■ WORK ORDER ■
The data must be given again exactly as written, with all images omitted.

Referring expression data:
======
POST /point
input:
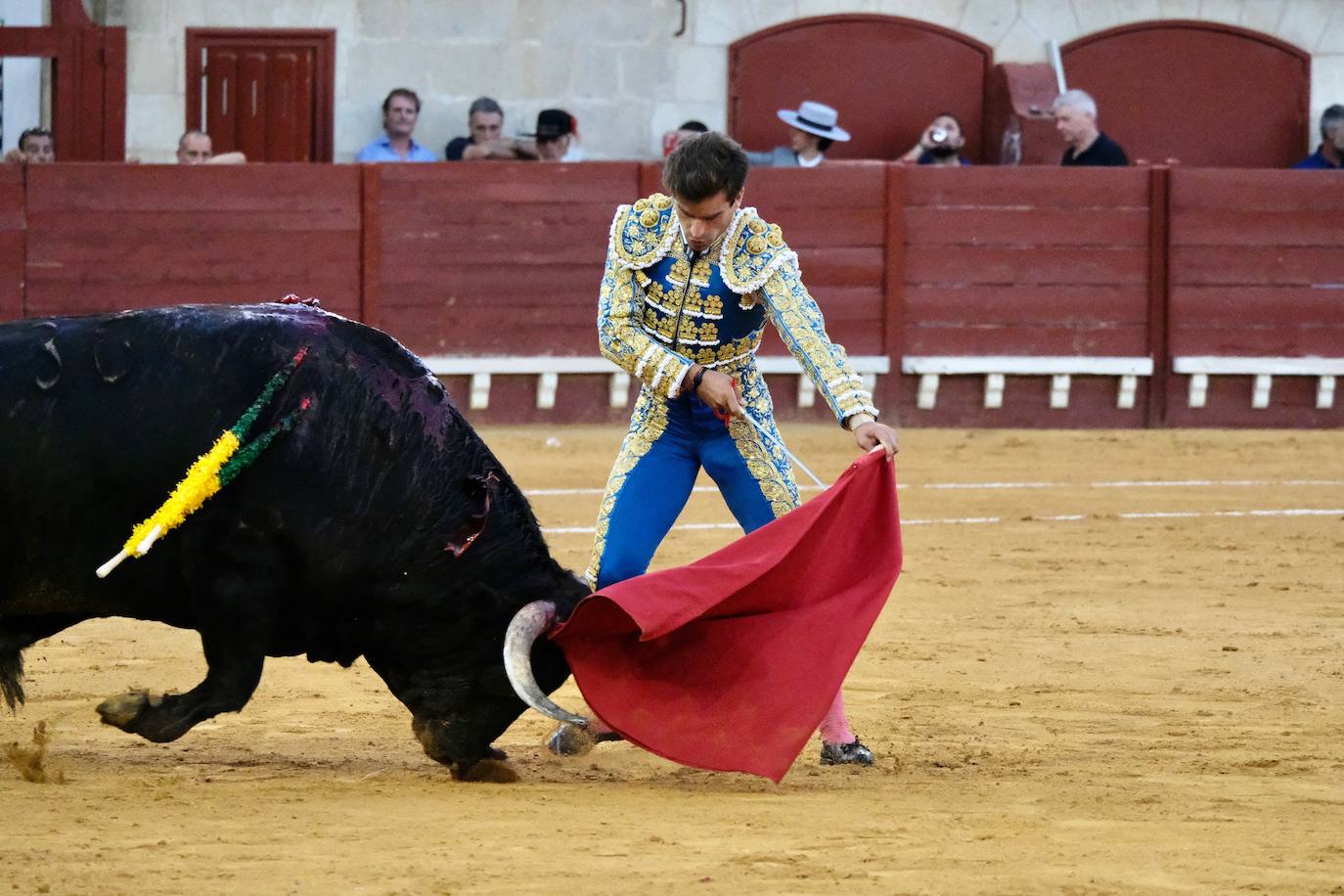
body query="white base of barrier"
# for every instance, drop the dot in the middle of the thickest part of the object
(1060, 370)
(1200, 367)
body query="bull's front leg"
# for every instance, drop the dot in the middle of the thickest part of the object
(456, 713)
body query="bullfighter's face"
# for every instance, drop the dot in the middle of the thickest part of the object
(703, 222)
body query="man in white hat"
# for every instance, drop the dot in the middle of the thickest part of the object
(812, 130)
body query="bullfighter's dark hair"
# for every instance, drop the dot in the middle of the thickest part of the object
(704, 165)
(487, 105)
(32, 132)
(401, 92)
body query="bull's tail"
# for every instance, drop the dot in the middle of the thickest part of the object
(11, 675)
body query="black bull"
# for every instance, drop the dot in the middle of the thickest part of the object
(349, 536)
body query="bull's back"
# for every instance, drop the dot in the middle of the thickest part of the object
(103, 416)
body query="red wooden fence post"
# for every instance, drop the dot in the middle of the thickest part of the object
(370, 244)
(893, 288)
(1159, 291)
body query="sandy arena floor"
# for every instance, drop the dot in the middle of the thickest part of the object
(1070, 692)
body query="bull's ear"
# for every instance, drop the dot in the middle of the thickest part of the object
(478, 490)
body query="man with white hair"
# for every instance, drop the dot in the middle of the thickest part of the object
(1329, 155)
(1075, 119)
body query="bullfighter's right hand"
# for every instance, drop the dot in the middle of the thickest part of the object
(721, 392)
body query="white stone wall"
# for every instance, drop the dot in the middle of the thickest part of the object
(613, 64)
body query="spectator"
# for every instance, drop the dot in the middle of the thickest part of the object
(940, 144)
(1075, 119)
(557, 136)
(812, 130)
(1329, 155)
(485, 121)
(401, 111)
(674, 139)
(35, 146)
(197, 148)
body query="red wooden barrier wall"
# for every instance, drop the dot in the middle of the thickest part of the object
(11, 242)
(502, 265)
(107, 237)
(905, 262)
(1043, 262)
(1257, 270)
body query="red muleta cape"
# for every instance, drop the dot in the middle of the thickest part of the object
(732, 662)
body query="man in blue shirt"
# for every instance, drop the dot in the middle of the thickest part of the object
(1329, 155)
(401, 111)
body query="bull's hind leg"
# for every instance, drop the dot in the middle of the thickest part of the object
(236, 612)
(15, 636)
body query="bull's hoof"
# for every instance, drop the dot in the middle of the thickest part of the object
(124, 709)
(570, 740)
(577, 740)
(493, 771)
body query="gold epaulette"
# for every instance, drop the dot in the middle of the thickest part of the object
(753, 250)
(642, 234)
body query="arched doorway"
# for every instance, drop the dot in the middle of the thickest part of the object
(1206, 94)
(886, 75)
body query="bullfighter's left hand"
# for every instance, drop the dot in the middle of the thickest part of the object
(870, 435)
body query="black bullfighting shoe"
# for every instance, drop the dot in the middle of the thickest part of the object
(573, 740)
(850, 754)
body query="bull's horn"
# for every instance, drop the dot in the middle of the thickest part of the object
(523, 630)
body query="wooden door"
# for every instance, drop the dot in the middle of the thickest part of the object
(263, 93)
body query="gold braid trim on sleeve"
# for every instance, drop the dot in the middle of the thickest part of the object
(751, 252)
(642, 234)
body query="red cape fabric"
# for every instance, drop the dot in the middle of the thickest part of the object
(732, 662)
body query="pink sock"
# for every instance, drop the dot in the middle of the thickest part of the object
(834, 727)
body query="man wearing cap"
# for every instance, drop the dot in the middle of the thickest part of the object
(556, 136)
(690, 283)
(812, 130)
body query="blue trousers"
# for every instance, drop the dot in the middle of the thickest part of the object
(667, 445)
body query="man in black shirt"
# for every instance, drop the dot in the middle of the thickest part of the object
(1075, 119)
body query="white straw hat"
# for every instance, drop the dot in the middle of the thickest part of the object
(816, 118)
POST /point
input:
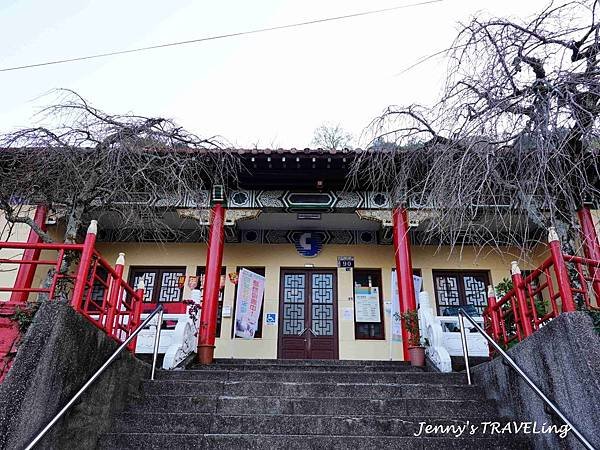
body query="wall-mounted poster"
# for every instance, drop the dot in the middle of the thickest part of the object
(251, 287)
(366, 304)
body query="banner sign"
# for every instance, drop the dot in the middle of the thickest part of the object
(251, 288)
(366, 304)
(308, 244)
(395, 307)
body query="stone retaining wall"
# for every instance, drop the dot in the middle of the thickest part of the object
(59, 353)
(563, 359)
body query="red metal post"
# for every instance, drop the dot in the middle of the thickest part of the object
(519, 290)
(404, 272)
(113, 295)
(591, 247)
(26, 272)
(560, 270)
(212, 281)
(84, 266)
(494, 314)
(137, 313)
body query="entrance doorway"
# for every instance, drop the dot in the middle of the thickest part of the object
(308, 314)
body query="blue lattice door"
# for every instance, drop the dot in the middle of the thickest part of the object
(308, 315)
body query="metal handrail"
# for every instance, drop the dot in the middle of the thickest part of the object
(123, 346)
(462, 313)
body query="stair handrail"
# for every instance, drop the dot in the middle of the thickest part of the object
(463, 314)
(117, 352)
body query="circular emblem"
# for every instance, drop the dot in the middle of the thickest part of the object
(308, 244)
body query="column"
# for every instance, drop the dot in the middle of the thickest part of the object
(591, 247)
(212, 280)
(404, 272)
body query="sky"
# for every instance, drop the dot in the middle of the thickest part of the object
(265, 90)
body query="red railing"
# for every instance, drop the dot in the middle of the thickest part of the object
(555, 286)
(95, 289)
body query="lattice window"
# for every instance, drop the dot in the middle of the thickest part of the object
======
■ ANSWER AREA ■
POST /point
input:
body query="white base of barrier"
# for every instance, drop the dot in the middle of the thickest part of the object
(1060, 370)
(1200, 367)
body query="bull's front leg"
# for every instance, drop the dot in the middle of the thickest part of the object
(456, 713)
body query="bullfighter's face"
# for every instance, drop the dot in the middle of the thickest part of the object
(703, 222)
body query="man in white hat"
# for every instance, drop the dot in the middle of the thickest part of the object
(812, 130)
body query="bullfighter's dark hair"
# for every instance, drop the dot in the middle of the thickest part of the object
(704, 165)
(487, 105)
(32, 132)
(401, 92)
body query="bull's tail"
# for every instance, drop the dot in the middle of the thickest part of the object
(11, 675)
body query="black bull"
# for every instance, drop the dot in the middle of the thickest part of the object
(349, 536)
body query="bull's back"
# for every instance, drop the dot in the middle of the thickest part of the object
(103, 416)
body query="red wooden fence post"
# for every instance, drop the dot in the middle of the thickest part of the object
(370, 244)
(893, 288)
(1159, 291)
body query="sandy arena floor"
# for every instance, drop the dot in the middle of the thickest part of the object
(1070, 692)
body query="bull's ear"
# for every instance, drop the dot in the middle of the thickest part of the object
(478, 490)
body query="man with white hair"
# for every instance, drop the dot in the middle of the thickest part of the object
(1329, 155)
(1075, 119)
body query="bullfighter's right hand"
# for every instance, drop the dot in the middle of the thickest part of the object
(721, 392)
body query="white stone wall"
# for every instance, drop the dot in the middle of the thickest part of the object
(613, 64)
body query="spectator"
# for every instance, drop the dot in the middle of the thickest part of the object
(940, 144)
(1075, 119)
(557, 136)
(812, 130)
(1329, 155)
(485, 121)
(401, 111)
(674, 139)
(35, 146)
(197, 148)
body query="red wooden barrier wall"
# for every instance, drop the dot in the middle of the thickest part of the object
(11, 242)
(502, 265)
(107, 237)
(905, 262)
(1043, 262)
(1257, 270)
body query="red muleta cape"
# for every instance, drop the dot in the middle of the thickest part of the object
(732, 662)
body query="man in blue shirt"
# for every instance, drop the dot in the middle of the thickest part of the object
(1329, 155)
(401, 111)
body query="bull's hind leg"
# for every instance, drop the dot in the middle of the thickest part of the object
(236, 612)
(15, 636)
body query="bull's hoof"
# for every instance, drop the dot in the middle of the thickest part of the object
(124, 709)
(570, 740)
(577, 740)
(493, 771)
body query="gold epaulette"
# for every instance, drop the dot in the middle of the thickest part of the object
(753, 250)
(642, 234)
body query="arched doorway"
# for every instance, drop the dot in the middle of the thickest part of the object
(1206, 94)
(886, 75)
body query="bullfighter's left hand"
# for every instance, drop the dot in the middle of the thickest part of the object
(870, 435)
body query="black bullfighting shoe"
# for every instance, drop the dot in the middle of the thickest part of the object
(573, 740)
(850, 754)
body query="bull's horn"
# for every instance, drop the dot in the middle of the thickest part of the object
(523, 630)
body query="wooden door"
# for every instance, drop the dot in the middle of the thickest part of the object
(263, 93)
body query="gold braid trim on sleeve"
# for every instance, drop the dot in the middle of the thickest part of the object
(751, 252)
(642, 234)
body query="red cape fabric"
# for every instance, drop the dot in the middle of the thickest part of the object
(732, 662)
body query="pink sock"
# for every instance, drop the dot in the middle of the thickest part of the object
(834, 727)
body query="man wearing cap"
# for every instance, drop the dot in the middle of the thickest part of the object
(556, 136)
(690, 283)
(812, 130)
body query="blue trousers"
# for every instance, drop the dot in the middle of the thickest part of the object
(667, 445)
body query="man in black shirt"
# for every instance, drop the dot in the middle of the thickest part of the object
(1075, 119)
body query="white straw hat"
# for every instance, drop the dot in the middle of the thickest part of the object
(816, 118)
POST /point
input:
body query="wall-mounted poster"
# for every instance, drop the dot in the middle of the thickest part of the object
(251, 287)
(366, 304)
body query="banner sign"
# for every instance, drop the dot in the middle of the thickest part of the object
(251, 288)
(366, 304)
(308, 244)
(395, 307)
body query="stone retaining wall"
# for every instance, drop the dot in the middle of the thickest part of the object
(59, 353)
(563, 359)
body query="red metal post"
# for every instance, drop the dot in the middle of the thickest part of the object
(519, 290)
(404, 272)
(113, 295)
(591, 247)
(26, 272)
(560, 270)
(212, 281)
(84, 266)
(494, 314)
(137, 313)
body query="entrance doorway"
# for every instance, drop the dot in the middle of the thickest part of the object
(308, 314)
body query="blue lattice door"
# for every instance, drop the dot in the middle of the thickest part of the object
(308, 315)
body query="metal handrail"
# for every instance, drop the dot in the middle of the thickest part of the object
(123, 346)
(462, 313)
body query="stair handrail"
# for every instance, drop the dot in the middle of the thickest part of the object
(463, 314)
(117, 352)
body query="circular emblem"
# for every instance, drop the dot in the middle of the thickest part of the object
(308, 244)
body query="column"
# for every instance, drop the dot in the middle of the thickest part of the object
(591, 247)
(212, 280)
(404, 272)
body query="sky"
# for every instance, drop the dot in the middle of the thickest part of the object
(265, 90)
body query="red railing"
# for every instance, drop the dot in the middle of the thickest part of the object
(555, 286)
(95, 289)
body query="lattice window"
# for every instance, drop the dot in the middle of the thickest part of the object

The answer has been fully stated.